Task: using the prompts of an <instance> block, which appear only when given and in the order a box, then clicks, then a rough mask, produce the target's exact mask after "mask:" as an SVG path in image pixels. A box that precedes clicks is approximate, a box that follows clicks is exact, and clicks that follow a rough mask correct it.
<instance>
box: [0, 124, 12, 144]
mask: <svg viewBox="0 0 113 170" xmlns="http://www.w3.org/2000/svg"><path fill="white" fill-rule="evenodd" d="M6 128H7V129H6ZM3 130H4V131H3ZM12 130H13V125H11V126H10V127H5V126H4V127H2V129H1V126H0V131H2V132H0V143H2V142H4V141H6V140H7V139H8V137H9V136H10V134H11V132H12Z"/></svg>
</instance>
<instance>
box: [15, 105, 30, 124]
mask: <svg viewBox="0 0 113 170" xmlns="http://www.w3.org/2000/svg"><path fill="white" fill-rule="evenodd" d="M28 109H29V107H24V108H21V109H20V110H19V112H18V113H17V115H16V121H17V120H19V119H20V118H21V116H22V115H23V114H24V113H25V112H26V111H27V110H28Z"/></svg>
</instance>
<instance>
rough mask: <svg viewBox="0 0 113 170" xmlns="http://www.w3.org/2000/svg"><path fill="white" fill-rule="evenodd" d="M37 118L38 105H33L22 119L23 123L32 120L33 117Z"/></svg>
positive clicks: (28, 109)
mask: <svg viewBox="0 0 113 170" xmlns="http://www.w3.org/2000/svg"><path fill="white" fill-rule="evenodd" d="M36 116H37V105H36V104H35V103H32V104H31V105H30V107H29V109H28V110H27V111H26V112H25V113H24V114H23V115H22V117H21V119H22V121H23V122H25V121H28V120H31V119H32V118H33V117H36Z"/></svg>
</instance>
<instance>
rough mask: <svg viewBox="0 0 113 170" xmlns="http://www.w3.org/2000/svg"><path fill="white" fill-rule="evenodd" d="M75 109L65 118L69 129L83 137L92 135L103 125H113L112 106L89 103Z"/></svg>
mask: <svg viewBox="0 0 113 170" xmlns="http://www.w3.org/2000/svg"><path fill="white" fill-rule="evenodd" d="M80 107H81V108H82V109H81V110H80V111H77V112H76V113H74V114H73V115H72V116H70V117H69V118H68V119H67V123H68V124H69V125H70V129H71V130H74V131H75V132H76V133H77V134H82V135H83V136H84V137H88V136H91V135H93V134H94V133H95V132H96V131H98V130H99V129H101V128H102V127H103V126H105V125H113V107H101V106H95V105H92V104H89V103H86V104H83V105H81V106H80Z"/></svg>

• **WORK ITEM**
Write out every entry verbatim.

• **THE ANSWER**
Task: using the prompts of an <instance> block, which appear only when given and in the order a box, then clicks, then a rough mask, produce the target's exact mask after "mask:" as an SVG path in image pixels. A box that precedes clicks is approximate, a box that follows clicks is exact, and clicks that follow a rough mask correct it.
<instance>
box: [0, 124, 12, 144]
mask: <svg viewBox="0 0 113 170" xmlns="http://www.w3.org/2000/svg"><path fill="white" fill-rule="evenodd" d="M6 128H7V129H6ZM3 130H4V131H3ZM12 130H13V125H11V126H10V127H5V126H4V127H2V129H1V126H0V131H2V132H0V143H2V142H4V141H6V140H7V139H8V137H9V136H10V134H11V132H12Z"/></svg>
</instance>
<instance>
box: [15, 105, 30, 124]
mask: <svg viewBox="0 0 113 170" xmlns="http://www.w3.org/2000/svg"><path fill="white" fill-rule="evenodd" d="M28 109H29V107H24V108H21V109H20V110H19V112H18V113H17V115H16V121H17V120H19V119H20V118H21V116H22V115H23V114H24V113H25V112H26V111H27V110H28Z"/></svg>
</instance>
<instance>
rough mask: <svg viewBox="0 0 113 170" xmlns="http://www.w3.org/2000/svg"><path fill="white" fill-rule="evenodd" d="M37 118L38 105H33L22 119L23 123L32 120L33 117Z"/></svg>
positive clicks: (28, 109)
mask: <svg viewBox="0 0 113 170" xmlns="http://www.w3.org/2000/svg"><path fill="white" fill-rule="evenodd" d="M36 116H37V105H36V104H35V103H32V104H31V105H30V107H29V109H28V110H27V111H26V112H25V113H24V114H23V115H22V117H21V119H22V121H23V122H25V121H28V120H31V119H32V118H33V117H36Z"/></svg>
</instance>
<instance>
rough mask: <svg viewBox="0 0 113 170" xmlns="http://www.w3.org/2000/svg"><path fill="white" fill-rule="evenodd" d="M75 109L65 118L69 129L83 137L92 135L103 125H113L112 106L89 103Z"/></svg>
mask: <svg viewBox="0 0 113 170" xmlns="http://www.w3.org/2000/svg"><path fill="white" fill-rule="evenodd" d="M80 107H81V108H82V109H81V110H80V111H77V112H76V113H74V114H73V115H72V116H70V117H69V118H68V119H67V123H68V124H69V125H70V129H71V130H74V131H75V132H76V133H77V134H82V135H83V136H84V137H88V136H91V135H93V134H94V133H95V132H96V131H98V130H99V129H101V128H102V127H103V126H105V125H113V107H101V106H95V105H92V104H89V103H86V104H83V105H81V106H80Z"/></svg>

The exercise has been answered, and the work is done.